▸ **SOURCE DATA**:
++++++++++++++++++++

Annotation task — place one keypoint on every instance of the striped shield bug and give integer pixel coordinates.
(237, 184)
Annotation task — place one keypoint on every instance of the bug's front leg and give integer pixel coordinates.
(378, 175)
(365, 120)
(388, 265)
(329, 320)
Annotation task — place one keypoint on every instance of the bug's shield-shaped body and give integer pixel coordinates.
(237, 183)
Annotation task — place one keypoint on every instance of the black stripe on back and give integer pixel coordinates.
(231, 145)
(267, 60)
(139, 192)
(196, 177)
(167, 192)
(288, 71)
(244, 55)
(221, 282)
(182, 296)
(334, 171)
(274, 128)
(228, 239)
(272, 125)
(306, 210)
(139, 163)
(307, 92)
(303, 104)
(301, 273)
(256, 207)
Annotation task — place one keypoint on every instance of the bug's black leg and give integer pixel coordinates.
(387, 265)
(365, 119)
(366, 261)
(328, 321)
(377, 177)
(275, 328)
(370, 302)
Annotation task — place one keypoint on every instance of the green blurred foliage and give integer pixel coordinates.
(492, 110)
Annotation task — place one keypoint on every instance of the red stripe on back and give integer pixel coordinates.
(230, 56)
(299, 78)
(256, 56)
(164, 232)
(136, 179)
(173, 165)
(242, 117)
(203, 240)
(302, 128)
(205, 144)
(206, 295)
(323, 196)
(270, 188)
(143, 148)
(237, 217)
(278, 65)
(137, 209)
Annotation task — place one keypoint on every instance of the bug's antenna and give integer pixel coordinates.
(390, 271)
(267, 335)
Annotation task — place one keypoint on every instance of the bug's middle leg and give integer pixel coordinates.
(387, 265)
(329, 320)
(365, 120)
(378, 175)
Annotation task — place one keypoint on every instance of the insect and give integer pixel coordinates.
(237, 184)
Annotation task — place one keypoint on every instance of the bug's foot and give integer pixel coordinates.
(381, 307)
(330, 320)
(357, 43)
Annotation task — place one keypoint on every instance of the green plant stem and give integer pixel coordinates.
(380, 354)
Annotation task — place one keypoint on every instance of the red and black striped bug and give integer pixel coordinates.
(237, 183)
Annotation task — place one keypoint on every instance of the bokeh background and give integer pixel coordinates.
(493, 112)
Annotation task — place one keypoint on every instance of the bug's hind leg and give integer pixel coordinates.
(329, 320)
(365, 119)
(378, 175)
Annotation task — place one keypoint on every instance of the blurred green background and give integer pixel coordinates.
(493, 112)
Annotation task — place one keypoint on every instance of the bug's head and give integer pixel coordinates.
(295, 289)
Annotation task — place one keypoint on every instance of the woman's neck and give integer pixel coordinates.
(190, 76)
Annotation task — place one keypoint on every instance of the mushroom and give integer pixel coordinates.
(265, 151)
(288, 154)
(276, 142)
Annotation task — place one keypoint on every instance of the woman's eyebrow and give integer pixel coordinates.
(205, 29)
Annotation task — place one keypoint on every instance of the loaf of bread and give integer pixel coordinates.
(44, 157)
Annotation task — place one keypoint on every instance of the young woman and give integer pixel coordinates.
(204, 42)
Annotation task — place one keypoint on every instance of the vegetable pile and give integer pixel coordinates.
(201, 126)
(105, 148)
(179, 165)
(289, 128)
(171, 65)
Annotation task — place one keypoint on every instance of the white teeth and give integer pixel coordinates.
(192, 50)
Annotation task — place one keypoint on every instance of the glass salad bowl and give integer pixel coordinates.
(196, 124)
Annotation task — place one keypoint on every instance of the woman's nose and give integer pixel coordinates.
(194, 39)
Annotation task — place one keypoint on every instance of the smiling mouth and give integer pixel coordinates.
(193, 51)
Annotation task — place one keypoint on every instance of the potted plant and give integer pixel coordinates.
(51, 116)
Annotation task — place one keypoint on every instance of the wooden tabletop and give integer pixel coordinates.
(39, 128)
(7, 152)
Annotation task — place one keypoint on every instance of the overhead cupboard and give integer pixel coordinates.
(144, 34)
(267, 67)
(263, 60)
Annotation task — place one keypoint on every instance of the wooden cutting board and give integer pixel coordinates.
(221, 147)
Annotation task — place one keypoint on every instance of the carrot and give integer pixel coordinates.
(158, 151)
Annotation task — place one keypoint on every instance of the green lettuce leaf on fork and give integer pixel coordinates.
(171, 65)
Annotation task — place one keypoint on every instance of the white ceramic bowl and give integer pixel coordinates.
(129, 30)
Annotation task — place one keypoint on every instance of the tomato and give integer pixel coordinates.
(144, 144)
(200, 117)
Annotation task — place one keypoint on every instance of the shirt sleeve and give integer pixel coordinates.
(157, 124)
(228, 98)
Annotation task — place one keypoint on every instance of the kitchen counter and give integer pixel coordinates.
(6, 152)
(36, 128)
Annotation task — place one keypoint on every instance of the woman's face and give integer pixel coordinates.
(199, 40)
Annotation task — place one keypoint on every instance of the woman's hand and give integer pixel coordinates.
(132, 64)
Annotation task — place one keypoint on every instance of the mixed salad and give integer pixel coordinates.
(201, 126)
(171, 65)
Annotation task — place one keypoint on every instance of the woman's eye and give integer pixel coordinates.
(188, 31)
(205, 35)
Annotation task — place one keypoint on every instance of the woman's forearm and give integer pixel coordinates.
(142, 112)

++++++++++++++++++++

▸ **INSTRUCTIONS FOR THE TASK**: Reproduce all of the material verbatim.

▸ **EXPECTED ANSWER**:
Annotation task — place one keypoint on every instance of the striped shield bug and give integer pixel coordinates.
(237, 184)
Annotation task — place one keypoint on every instance of the bug's front leg and give integer pixel coordinates.
(378, 175)
(365, 120)
(388, 265)
(329, 320)
Annotation task — place one keypoint on every instance of the bug's shield-shaped body and give integer pixel coordinates.
(237, 183)
Annotation task — place one keypoint on every instance of the black stripe on back and give integer pixel coordinates.
(231, 145)
(267, 60)
(139, 192)
(196, 177)
(167, 192)
(288, 71)
(244, 55)
(221, 282)
(182, 296)
(334, 171)
(274, 128)
(228, 239)
(272, 125)
(306, 210)
(139, 163)
(307, 92)
(303, 104)
(301, 273)
(256, 207)
Annotation task — place one keypoint on every instance of the bug's black leg and give integer pixel coordinates.
(387, 265)
(365, 119)
(366, 261)
(328, 321)
(377, 177)
(275, 328)
(370, 302)
Annotation task — place one keypoint on every instance of the green blurred foliage and give integer pixel coordinates.
(492, 110)
Annotation task — place one keypoint on every instance of the red stripe on back and give integer pixel coordinates.
(230, 56)
(299, 78)
(256, 56)
(164, 232)
(136, 179)
(173, 165)
(242, 117)
(203, 240)
(302, 128)
(205, 144)
(206, 295)
(323, 196)
(270, 188)
(143, 148)
(237, 217)
(278, 65)
(137, 209)
Annotation task — place one keypoint on every instance of the bug's antenna and give integer pixel coordinates.
(390, 271)
(267, 335)
Annotation task — place one keypoint on every instance of the bug's middle leg and give integer pixel coordinates.
(387, 265)
(329, 320)
(365, 120)
(378, 175)
Annotation task — place one keypoint on every instance of the insect and give integer pixel coordinates.
(237, 184)
Annotation task — place one keypoint on every instance of the bug's foot and give integer pixel coordinates.
(381, 307)
(330, 320)
(357, 43)
Annotation task — place one keypoint on every instance of the green plant stem and give integer pixel coordinates.
(380, 354)
Annotation task — place one keypoint on every instance of the red and black striped bug and give integer pixel coordinates.
(237, 183)
Annotation task — place one keypoint on every instance of the bokeh background and give integer pixel coordinates.
(493, 112)
Annotation task — place one keypoint on every instance of the bug's hind leg and give integer pixel coordinates.
(329, 320)
(365, 119)
(378, 175)
Annotation task — place one keypoint on every instance of the blurred green background and give integer pixel coordinates.
(493, 112)
Annotation task — place one keypoint on every instance of the bug's head and give integer pixel coordinates.
(295, 289)
Annotation task — place one keypoint on every instance of the woman's neck and give integer pixel coordinates.
(190, 76)
Annotation task — place one keypoint on every instance of the mushroom and give integer pixel coordinates.
(265, 151)
(288, 154)
(276, 142)
Annotation task — place one keypoint on every instance of the woman's eyebrow and give integer pixel coordinates.
(205, 29)
Annotation task — place one keypoint on every instance of the loaf of bread and give integer pixel coordinates.
(44, 157)
Annotation task — place one keypoint on every instance of the young woman and give integer pixel coordinates.
(204, 42)
Annotation task — place one keypoint on every instance of the vegetable pile and give integer pixel coordinates.
(201, 126)
(105, 148)
(179, 165)
(289, 128)
(171, 65)
Annotation task — place one keypoint on every instance of the white teeth and give integer pixel coordinates.
(192, 50)
Annotation task — place one keypoint on every instance of the glass salad bowl and give integer pixel coordinates.
(196, 124)
Annotation task — place one keypoint on every instance of the woman's nose and give integer pixel coordinates.
(194, 39)
Annotation task — place one keypoint on every instance of the smiling mouth and give integer pixel coordinates.
(193, 51)
Annotation task — place one keypoint on every instance of the potted plant and give integer pixel coordinates.
(51, 116)
Annotation task — place one keypoint on every instance of the wooden tabletop and give integer pixel coordinates.
(39, 128)
(7, 152)
Annotation task — place one keypoint on every instance of the overhead cupboard and give integer pixel coordinates.
(144, 34)
(267, 67)
(263, 60)
Annotation task — place one keypoint on every instance of the wooden cutting board and give integer pixel coordinates.
(221, 147)
Annotation task — place one keypoint on every instance of the carrot and give integer pixel coordinates.
(158, 151)
Annotation task — place one keypoint on every instance of the green lettuce leaf on fork and give integer pixel coordinates.
(171, 65)
Annotation task — place one keypoint on every instance of the white ceramic bowl and give integer pixel coordinates.
(129, 30)
Annotation task — place one keypoint on every instance of the tomato and give integer pixel coordinates.
(144, 144)
(200, 117)
Annotation task — place one keypoint on every instance of the shirt sleeve and give integer pixel coordinates.
(157, 124)
(228, 98)
Annotation task — place one keypoint on every instance of the kitchen counter and give integer pixel coordinates.
(6, 152)
(36, 128)
Annotation task — place one keypoint on every instance of the woman's face and give integer pixel coordinates.
(199, 40)
Annotation task — place one keypoint on every instance of the woman's hand and give integer pixel coordinates.
(132, 64)
Annotation task — place one keypoint on every instance of the mixed salad and give integer pixel coordinates.
(201, 126)
(171, 65)
Annotation task — place one keypoint on every instance of the woman's eye and give integer pixel coordinates.
(188, 31)
(205, 35)
Annotation task — place one keypoint on every instance of the woman's forearm and give integer pixel coordinates.
(142, 112)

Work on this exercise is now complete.